═══ Entries supplied

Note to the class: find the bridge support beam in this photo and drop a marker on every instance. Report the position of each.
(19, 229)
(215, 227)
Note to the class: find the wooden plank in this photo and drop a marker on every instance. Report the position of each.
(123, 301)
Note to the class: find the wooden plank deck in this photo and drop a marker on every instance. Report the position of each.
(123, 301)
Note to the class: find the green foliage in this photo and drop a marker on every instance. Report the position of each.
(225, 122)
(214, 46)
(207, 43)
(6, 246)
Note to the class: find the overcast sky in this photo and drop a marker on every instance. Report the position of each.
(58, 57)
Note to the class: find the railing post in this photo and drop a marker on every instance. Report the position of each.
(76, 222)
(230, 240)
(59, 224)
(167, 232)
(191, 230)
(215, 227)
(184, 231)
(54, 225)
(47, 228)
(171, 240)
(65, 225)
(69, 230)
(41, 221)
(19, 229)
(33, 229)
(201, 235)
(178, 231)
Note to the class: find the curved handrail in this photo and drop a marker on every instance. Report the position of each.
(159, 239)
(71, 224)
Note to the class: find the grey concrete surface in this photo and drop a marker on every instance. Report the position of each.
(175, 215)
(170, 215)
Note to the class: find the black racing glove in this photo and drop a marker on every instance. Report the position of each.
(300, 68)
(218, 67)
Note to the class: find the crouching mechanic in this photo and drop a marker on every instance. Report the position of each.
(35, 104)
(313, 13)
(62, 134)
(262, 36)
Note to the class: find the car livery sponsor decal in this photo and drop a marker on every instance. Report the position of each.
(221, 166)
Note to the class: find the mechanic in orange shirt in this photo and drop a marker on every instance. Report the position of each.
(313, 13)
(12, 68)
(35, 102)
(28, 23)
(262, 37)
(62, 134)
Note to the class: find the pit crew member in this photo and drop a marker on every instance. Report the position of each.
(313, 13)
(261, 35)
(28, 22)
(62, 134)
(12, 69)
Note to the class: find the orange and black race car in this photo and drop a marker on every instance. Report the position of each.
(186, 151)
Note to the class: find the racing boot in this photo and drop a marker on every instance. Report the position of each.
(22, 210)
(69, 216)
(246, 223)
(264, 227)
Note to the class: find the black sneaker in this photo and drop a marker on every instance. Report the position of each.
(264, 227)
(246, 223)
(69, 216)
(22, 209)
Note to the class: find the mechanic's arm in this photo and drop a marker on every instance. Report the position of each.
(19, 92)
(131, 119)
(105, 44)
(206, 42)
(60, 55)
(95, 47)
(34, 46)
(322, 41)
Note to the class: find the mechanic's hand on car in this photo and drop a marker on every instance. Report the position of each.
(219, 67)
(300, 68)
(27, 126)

══════

## Work item
Each line of the data must be retyped exactly as written.

## Answer space
Note to the class: find the bridge support beam in this photo and drop a marker on every instance. Report the position of each.
(19, 229)
(215, 227)
Note to the class: find the wooden plank in this photo and drop a marker on every instance. Report the position of each.
(123, 301)
Note to the class: find the wooden plank deck in this photo and drop a marker on every instance. Report the position of each.
(123, 301)
Note to the class: find the green foliage in this photo and drop a marker on every instance. Report the position of each.
(225, 122)
(214, 46)
(207, 43)
(6, 246)
Note to the class: find the overcast sky in this photo and drop a marker on every instance. Report the position of each.
(58, 57)
Note to the class: find the railing post in this photo and drop a marker on every instance. Report the position of each.
(76, 222)
(230, 240)
(59, 224)
(167, 232)
(191, 230)
(215, 227)
(184, 231)
(54, 225)
(47, 228)
(171, 240)
(65, 225)
(69, 230)
(41, 221)
(19, 229)
(33, 229)
(201, 235)
(178, 231)
Note to the class: find the curved handrail in this photo and drop a marker on every instance. Report the position of each.
(159, 239)
(71, 224)
Note to the class: find the grey concrete surface in this photo and drop a marker on every instance. Report the position of each.
(175, 215)
(170, 215)
Note to the class: find the black racing glove in this photo and drop a marker on every instance. Report the position of each.
(300, 68)
(218, 67)
Note to the class: find the crouching mechanic in this photo and drop a marker on every instance. Report the position of each.
(35, 104)
(313, 13)
(62, 134)
(262, 36)
Note to the class: find the car livery sponsor decal in this photo and drop a marker on every instance. Report the position of each.
(221, 166)
Note to the class: find the mechanic in orange shirt in this photo and drop a marker on every instance. Report the position of each.
(313, 13)
(12, 68)
(35, 102)
(28, 23)
(262, 37)
(62, 134)
Note to the class: find the pit crew member in this photo and drop a marker on every instance. Report the position of each.
(313, 13)
(261, 35)
(28, 22)
(62, 134)
(12, 69)
Note to the class: find the orange and black race car in this photo and drop a marker on every instance. Report the position of each.
(186, 151)
Note to the class: find the racing boot in this photo and drop a marker on every instance. Report the position of each.
(22, 210)
(69, 216)
(246, 223)
(264, 227)
Note to the class: find the black sneaker in this photo and drop a marker on every instance. Report the position of each.
(264, 227)
(246, 223)
(69, 216)
(22, 209)
Note to the class: find the mechanic's arm in this photo and drop a marker on every instance. Report the position of each.
(19, 92)
(131, 119)
(105, 44)
(206, 42)
(60, 55)
(95, 47)
(34, 46)
(322, 41)
Note to the class: find the mechanic's hand on car in this photo and drop a marker on every instance. Report the position of each.
(219, 67)
(300, 68)
(27, 126)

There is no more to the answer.